Safe Haven for Donkeys in the Holy Land
- Abbreviation: Safe Haven for Donkeys
- Formation: 2000; 26 years ago
- Type: Non-profit
- Headquarters: United Kingdom
- Location: Netanya, Israel;
- Region served: Israel State of Palestine Egypt
- Services: Care for working and abandoned donkeys, free veterinary clinics
- Website: safehaven4donkeys.org

= Safe Haven for Donkeys in the Holy Land =

British charity caring for donkeys in Israel and the Palestinian Territories

Safe Haven for Donkeys in the Holy Land is a British registered charity that cares for working and abandoned donkeys in Israel, Egypt and the State of Palestine.

The organisation, which was established in 2000, runs a 4 acre donkey sanctuary near the Israeli town of Netanya and a smaller facility in the Palestinian village of Arranah. At the beginning of 2026, Safe Haven's two sites were home to around 210 donkeys.

### ACTION ITEM
Print the passage on the donkey charity from "British charity caring" up to and including "State of Palestine.", word for word.

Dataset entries
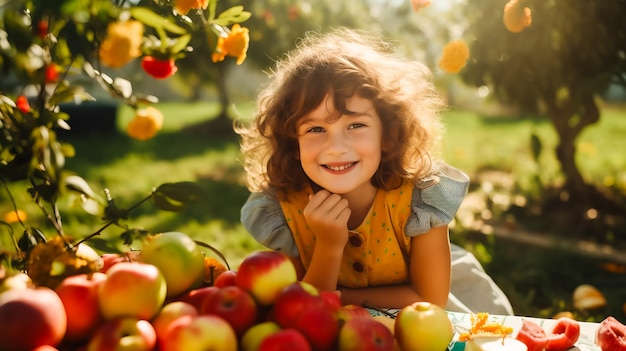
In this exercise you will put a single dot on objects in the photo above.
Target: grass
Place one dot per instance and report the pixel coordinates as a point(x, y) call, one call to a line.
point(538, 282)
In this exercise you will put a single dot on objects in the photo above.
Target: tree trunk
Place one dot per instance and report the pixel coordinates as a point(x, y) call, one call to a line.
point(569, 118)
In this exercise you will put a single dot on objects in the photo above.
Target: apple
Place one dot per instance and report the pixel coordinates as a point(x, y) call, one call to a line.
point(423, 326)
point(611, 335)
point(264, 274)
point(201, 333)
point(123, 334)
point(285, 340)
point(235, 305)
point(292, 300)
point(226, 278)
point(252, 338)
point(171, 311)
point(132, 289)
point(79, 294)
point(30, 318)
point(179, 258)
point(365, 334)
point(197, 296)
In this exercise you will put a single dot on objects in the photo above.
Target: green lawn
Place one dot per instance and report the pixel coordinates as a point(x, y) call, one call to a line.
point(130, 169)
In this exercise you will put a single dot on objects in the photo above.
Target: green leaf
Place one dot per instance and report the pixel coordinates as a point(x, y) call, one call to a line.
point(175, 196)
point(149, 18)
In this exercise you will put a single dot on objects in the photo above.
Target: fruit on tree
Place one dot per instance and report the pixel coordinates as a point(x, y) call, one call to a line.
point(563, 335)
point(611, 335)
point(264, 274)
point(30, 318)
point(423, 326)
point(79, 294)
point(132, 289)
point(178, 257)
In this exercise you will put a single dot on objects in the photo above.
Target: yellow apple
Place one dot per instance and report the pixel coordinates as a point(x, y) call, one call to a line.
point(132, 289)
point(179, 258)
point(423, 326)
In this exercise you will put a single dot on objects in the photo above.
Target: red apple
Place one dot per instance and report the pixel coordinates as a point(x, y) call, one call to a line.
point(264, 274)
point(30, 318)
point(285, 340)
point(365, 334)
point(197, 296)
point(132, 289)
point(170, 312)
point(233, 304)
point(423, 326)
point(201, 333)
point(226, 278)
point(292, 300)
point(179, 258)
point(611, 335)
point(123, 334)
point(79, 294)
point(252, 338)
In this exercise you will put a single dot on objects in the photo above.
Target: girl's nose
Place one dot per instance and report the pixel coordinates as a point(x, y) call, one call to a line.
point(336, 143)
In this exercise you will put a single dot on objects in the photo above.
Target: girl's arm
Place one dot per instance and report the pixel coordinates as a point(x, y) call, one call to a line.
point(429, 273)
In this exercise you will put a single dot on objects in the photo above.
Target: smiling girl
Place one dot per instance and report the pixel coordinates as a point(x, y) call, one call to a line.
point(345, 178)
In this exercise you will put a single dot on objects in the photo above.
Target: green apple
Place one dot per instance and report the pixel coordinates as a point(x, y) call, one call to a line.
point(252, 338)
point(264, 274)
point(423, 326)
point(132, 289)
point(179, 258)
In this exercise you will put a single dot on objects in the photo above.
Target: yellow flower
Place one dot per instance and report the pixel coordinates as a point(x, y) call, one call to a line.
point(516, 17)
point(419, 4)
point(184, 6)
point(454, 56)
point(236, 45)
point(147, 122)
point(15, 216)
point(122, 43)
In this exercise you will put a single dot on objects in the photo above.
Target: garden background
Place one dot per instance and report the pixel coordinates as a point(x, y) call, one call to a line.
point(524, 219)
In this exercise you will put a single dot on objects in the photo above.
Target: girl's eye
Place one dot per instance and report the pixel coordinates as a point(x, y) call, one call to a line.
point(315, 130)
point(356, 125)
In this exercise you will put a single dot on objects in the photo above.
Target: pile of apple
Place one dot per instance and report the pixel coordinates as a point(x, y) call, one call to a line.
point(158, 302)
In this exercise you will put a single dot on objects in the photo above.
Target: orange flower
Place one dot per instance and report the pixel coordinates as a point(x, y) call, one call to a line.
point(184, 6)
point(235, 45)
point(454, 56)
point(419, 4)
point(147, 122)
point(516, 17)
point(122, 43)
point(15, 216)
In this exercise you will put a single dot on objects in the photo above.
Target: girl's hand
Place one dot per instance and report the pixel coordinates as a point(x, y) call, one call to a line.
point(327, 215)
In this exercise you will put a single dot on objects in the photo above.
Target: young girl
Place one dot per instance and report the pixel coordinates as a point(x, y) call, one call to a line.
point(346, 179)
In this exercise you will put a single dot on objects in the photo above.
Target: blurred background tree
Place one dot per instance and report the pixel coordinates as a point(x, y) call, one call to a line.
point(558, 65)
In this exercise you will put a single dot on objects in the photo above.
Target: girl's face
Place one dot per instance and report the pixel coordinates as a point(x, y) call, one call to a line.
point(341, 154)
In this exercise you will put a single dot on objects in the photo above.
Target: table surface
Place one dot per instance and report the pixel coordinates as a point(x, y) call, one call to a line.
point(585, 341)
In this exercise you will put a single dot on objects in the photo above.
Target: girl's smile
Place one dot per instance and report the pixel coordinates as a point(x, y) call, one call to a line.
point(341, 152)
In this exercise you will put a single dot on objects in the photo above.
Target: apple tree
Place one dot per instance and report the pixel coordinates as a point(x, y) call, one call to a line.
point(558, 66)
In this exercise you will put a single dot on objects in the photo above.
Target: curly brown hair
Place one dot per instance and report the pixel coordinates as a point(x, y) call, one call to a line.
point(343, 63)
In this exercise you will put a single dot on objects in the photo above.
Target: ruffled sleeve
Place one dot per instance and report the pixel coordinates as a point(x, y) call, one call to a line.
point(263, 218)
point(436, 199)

### THE ANSWER
British charity caring for donkeys in Israel and the Palestinian Territories

Safe Haven for Donkeys in the Holy Land is a British registered charity that cares for working and abandoned donkeys in Israel, Egypt and the State of Palestine.